■ What needs to be done
Copy the lines below word for word, omitting the pictures.

————

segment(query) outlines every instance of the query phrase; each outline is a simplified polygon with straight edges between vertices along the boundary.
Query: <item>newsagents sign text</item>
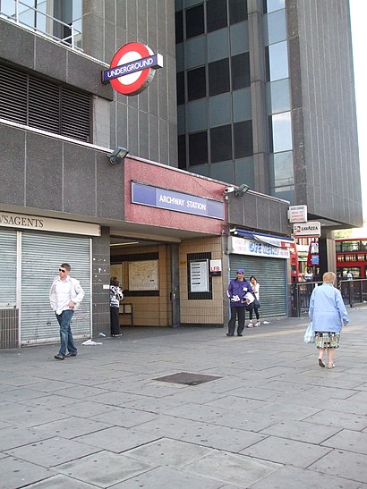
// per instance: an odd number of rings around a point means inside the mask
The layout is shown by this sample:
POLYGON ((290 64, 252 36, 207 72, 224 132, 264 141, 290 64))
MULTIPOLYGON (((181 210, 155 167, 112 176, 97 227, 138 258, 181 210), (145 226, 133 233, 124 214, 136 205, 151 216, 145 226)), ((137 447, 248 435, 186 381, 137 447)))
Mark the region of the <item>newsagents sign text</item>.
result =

————

■ Final result
segment(query) outlines every instance of the query phrase; each outline is a simplified polygon with straight edges between vertices along the boundary.
Query: <item>newsagents sign text</item>
// per instance: an odd number of rings around a point means inside the mask
The layout is shown by this sample:
POLYGON ((290 64, 252 36, 207 72, 224 132, 264 141, 290 64))
MULTIPOLYGON (((181 210, 155 167, 112 176, 97 227, 138 258, 181 210), (145 226, 133 233, 124 214, 136 205, 151 216, 145 226)), ((137 447, 248 435, 186 381, 137 447)))
Mark the region of the <item>newsagents sign text</item>.
result =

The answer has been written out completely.